▶ GIVEN PASSAGE
Mini Peppermint Cheesecakes
Ingredients
Oreo Crust:
14 Oreo cookie halves (or 7 cookies with the filling removed)
1½ tbsp. melted butter
1½ tsp. sugar
Pinch of salt
Peppermint Cheesecake:
2 tbsp. all-purpose flour
¼ c. sugar
1 (8 oz) package original cream cheese, room temperature
¼ c. sour cream, room temperature
¼ c. heavy whipping cream, room temperature
1 egg
½ tsp. vanilla extract
½ tsp. peppermint extract
pinch of salt
⅓ c. Andes peppermint baking chips
⅓ c. mini semisweet chocolate chips
Whipped Cream:
2 tbsp. powdered sugar
½ c. heavy whipping cream, chilled
¹⁄₈ tsp. vanilla extract
pinch of salt
12 Candy Cane Kisses for garnish (optional)
DIRECTIONS:
1. Preheat oven to 350℉. Spray mini cheesecake pan* generously with baking spray.

2. In the bowl of a food processor, grind all ingredients for crust, except for the melted butter. The mixture should resemble slightly coarse crumbs. Remove mixture and pour melted butter over. Mix until crumbs are wet. Press evenly into the bottom of each hole. Place in oven and bake for 8 minutes.

▶ GIVEN INSTRUCTION 1
In the entries, starting with the line that contains "Exercise. For every instance of the beige" and going on through the line that contains "point(641, 610)", rename "beaded bodice" to "lace bodice" and write out only those lines again, leaving everything else unchanged.
▶ GIVEN INSTRUCTION 2
Write what comes next in the peppermint cheesecake recipe, picking up right after its last sentence.
The entries have no connection to the cheesecake recipe above.

▶ INPUT

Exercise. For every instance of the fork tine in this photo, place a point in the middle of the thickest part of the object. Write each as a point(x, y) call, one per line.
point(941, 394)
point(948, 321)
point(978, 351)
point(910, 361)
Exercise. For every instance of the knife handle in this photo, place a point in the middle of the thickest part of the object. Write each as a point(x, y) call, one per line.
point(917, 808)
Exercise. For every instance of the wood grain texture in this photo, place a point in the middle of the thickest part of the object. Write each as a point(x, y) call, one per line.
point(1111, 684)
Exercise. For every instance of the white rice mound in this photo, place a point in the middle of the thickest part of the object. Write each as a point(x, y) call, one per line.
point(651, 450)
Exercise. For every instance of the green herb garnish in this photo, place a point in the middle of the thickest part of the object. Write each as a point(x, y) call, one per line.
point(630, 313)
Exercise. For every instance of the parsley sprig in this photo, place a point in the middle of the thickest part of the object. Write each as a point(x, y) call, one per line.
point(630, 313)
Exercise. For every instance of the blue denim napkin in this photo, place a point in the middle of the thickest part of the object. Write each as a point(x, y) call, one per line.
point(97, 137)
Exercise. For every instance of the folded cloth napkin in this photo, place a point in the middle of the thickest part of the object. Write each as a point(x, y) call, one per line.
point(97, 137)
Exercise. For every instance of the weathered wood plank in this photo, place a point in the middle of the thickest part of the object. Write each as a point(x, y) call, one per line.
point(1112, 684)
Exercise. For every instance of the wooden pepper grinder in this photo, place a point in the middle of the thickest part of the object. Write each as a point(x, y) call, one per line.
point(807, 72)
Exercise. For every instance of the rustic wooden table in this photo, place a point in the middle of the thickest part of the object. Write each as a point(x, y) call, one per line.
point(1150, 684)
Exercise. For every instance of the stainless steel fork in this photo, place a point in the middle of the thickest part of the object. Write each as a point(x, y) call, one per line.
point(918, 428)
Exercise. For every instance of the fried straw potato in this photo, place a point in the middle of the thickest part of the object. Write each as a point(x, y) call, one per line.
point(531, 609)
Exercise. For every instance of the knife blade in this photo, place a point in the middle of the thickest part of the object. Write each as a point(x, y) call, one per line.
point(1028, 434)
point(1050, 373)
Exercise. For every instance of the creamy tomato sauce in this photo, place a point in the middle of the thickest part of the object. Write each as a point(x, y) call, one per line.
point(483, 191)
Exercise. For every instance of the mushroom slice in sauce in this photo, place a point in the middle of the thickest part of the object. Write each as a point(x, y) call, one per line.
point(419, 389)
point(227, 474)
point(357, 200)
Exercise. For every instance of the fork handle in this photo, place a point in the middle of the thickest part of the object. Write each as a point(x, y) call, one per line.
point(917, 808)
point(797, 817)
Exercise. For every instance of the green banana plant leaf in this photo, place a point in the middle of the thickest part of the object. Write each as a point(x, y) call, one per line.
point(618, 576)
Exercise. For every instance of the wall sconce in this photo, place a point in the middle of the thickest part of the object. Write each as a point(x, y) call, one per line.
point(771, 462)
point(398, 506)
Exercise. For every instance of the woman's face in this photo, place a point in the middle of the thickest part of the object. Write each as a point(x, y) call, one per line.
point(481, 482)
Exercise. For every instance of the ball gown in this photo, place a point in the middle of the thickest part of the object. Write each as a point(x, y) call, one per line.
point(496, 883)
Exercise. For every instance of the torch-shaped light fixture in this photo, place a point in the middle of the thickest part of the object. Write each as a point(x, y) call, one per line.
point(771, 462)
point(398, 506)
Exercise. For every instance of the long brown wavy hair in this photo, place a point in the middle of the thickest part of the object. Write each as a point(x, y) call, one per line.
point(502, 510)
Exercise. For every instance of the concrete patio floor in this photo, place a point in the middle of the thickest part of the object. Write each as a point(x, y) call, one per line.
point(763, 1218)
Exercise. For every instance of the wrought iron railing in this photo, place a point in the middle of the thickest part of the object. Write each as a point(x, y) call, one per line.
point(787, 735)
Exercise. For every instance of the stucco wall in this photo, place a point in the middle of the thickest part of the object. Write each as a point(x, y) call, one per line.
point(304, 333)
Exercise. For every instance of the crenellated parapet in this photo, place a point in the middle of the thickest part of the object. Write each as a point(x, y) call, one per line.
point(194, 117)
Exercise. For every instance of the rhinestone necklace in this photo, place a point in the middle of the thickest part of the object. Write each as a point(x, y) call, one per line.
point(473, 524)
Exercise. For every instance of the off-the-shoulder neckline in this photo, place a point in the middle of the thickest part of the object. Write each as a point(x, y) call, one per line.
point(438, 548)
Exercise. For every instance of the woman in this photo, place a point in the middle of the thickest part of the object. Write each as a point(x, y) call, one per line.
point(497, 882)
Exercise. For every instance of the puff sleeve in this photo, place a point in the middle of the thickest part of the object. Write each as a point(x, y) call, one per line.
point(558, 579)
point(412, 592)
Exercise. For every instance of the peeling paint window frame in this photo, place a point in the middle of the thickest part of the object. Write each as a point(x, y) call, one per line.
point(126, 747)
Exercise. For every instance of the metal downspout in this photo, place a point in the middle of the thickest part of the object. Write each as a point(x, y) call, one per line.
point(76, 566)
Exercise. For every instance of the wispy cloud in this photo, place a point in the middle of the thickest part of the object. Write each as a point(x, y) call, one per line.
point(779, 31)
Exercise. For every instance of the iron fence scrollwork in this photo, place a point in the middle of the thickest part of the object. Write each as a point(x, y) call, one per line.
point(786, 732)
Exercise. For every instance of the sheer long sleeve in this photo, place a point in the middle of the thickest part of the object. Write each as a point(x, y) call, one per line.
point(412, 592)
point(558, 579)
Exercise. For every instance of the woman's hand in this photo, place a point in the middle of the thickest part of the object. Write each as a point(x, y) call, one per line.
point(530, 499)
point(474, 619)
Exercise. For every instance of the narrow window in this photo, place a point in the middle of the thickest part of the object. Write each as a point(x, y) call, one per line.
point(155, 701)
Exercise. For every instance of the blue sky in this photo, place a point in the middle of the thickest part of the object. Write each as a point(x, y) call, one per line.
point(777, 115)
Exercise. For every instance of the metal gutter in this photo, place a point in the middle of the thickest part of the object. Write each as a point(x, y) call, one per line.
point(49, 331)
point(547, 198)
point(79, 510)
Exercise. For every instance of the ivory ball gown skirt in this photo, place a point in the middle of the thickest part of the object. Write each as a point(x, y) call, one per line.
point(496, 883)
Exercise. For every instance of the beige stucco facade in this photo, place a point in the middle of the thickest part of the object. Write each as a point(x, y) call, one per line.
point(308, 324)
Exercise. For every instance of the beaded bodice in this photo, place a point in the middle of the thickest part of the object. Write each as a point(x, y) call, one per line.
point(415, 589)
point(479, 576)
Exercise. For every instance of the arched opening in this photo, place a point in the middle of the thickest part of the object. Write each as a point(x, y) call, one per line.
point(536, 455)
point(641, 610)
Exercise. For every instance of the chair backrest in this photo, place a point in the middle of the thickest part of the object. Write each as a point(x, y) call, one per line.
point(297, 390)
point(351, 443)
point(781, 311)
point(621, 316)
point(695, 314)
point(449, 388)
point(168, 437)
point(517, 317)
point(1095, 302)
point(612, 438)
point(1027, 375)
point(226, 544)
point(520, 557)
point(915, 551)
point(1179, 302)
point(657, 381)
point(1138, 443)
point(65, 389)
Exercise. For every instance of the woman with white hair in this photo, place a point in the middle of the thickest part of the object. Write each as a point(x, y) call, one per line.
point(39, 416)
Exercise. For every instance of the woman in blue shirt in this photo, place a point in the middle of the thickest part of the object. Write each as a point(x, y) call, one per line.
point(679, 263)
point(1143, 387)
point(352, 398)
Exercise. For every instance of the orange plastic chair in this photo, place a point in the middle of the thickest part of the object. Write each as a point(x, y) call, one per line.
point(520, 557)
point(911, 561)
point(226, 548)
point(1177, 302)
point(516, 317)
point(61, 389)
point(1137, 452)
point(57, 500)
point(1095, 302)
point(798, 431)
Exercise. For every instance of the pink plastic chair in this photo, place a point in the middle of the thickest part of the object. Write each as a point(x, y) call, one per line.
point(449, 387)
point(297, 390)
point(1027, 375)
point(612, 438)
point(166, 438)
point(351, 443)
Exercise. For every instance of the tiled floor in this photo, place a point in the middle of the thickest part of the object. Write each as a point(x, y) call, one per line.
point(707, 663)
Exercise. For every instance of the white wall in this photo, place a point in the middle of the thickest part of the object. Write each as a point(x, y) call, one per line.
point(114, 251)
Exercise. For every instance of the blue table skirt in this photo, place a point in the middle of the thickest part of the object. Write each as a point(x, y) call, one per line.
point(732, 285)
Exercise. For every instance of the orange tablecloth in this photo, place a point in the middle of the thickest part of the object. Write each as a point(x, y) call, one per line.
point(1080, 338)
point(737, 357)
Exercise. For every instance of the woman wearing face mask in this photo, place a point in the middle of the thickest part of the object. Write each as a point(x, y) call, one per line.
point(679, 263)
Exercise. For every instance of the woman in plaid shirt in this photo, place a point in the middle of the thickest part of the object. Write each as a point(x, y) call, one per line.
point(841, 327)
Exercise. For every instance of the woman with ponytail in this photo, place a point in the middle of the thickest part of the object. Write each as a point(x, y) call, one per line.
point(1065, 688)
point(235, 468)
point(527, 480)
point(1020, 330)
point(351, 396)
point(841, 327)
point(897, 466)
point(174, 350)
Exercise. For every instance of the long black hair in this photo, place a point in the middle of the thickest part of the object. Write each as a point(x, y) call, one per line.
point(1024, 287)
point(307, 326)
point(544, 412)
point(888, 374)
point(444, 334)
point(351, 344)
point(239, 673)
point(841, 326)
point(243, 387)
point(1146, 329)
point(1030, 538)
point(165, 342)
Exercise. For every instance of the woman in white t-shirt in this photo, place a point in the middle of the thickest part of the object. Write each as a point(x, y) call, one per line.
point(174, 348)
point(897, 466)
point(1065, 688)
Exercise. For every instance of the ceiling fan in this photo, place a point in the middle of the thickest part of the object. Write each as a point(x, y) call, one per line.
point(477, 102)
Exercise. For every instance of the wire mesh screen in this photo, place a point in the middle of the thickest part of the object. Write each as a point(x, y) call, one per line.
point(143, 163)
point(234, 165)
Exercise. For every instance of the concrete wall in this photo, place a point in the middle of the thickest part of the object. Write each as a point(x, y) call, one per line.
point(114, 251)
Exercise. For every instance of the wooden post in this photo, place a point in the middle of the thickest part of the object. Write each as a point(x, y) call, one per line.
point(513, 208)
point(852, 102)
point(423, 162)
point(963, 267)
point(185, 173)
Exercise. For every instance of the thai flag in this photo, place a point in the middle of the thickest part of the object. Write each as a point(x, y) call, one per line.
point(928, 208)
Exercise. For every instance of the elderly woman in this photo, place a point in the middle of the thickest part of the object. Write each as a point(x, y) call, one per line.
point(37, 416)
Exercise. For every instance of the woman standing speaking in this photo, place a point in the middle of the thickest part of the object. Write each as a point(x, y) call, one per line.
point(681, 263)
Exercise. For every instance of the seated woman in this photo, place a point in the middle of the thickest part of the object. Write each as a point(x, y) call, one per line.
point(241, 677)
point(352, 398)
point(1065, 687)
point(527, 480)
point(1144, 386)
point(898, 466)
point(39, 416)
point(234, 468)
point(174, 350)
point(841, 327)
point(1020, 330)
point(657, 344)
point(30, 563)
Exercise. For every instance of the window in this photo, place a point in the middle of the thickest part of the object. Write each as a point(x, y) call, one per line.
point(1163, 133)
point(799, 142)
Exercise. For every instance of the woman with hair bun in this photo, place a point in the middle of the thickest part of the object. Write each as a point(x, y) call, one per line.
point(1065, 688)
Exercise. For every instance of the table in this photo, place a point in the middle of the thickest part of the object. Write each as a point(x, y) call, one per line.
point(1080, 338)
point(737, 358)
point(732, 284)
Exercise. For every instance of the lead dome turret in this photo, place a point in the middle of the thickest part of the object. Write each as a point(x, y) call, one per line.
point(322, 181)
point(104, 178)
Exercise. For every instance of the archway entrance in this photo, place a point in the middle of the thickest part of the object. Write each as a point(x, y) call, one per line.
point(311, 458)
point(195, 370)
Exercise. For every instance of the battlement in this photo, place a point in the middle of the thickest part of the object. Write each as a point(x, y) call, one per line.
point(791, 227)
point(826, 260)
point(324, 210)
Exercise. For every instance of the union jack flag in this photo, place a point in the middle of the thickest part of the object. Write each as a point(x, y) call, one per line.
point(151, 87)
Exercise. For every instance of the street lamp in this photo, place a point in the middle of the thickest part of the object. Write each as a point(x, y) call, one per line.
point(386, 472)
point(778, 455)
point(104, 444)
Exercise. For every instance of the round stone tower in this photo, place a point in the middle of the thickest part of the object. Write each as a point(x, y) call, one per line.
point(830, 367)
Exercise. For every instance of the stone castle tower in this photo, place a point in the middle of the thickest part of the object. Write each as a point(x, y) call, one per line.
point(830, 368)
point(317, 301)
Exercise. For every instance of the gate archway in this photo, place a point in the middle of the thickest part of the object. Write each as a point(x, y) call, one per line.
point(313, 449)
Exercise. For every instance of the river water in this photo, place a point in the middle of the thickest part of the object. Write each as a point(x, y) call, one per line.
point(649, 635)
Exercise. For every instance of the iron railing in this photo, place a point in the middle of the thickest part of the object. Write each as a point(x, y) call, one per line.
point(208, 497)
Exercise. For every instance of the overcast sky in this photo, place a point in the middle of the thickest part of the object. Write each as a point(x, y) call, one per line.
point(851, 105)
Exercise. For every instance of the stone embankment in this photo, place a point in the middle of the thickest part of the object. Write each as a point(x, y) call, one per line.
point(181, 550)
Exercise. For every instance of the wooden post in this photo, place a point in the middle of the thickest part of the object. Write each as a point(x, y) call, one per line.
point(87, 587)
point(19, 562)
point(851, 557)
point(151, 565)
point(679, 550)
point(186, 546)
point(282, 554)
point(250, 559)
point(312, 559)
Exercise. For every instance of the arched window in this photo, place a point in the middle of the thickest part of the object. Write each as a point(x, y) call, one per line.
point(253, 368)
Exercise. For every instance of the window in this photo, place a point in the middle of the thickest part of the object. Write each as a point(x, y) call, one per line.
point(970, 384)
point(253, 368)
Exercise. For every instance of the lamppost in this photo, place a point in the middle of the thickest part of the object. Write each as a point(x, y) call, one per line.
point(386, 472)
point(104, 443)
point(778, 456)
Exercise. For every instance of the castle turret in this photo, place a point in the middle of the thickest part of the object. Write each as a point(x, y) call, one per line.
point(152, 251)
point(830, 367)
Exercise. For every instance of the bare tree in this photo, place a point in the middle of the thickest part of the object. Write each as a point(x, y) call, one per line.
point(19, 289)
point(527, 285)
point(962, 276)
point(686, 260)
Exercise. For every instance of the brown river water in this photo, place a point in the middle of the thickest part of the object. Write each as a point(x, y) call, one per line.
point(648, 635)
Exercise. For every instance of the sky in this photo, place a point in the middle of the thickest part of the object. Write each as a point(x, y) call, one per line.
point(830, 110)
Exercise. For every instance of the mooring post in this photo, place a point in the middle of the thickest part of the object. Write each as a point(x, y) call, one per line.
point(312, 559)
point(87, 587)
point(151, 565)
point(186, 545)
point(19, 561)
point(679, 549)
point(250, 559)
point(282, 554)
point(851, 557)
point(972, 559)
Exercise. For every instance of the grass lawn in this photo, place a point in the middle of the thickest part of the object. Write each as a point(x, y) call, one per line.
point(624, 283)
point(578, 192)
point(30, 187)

▶ EXERCISE OUTPUT 1
Exercise. For every instance of the beige stucco facade in this photo, place a point in the middle of the thickest part of the object. Write each as a point(x, y) call, one per line.
point(308, 324)
Exercise. For every instance of the lace bodice in this photo, place a point in the middle of the thickest part of the object. Write each as a point(x, y) call, one per line.
point(415, 589)
point(479, 576)
Exercise. For every instance of the arched opening in this photo, place a point in the middle of the thickest part of the object. Write each as a point(x, y) call, one per line.
point(536, 455)
point(641, 610)

▶ EXERCISE OUTPUT 2
3. Meanwhile, in the bowl of a stand mixer fitted with the paddle attachment, beat together sugar, cream cheese, sour cream, salt, vanilla, and peppermint extract until smooth (about 2 minutes). Add vanilla, heavy cream, mix, then add the egg and mix until incorporated. Add flour and mix until just combined. Remove bowl from stand and fold in peppermint & chocolate chips. Pour mixture into cooled crusts, dividing evenly.
4. Place cheesecakes in oven and bake for 20 minutes. Remove from oven and allow to cool for 30 minutes before covering and placing in the refrigerator to chill for at least 2 hours (note: the cheesecakes will sink a little, this is normal).
5. To make the whipped cream, in the bowl of a stand mixer (preferably chilled) fitted with the whisk attachment, beat together all ingredients for approximately 2 minutes- cover and chill until needed.
6. To assemble, remove cheesecakes from pan and remove bottom plates. Pipe with whipped cream and top with kisses. Serve immediately!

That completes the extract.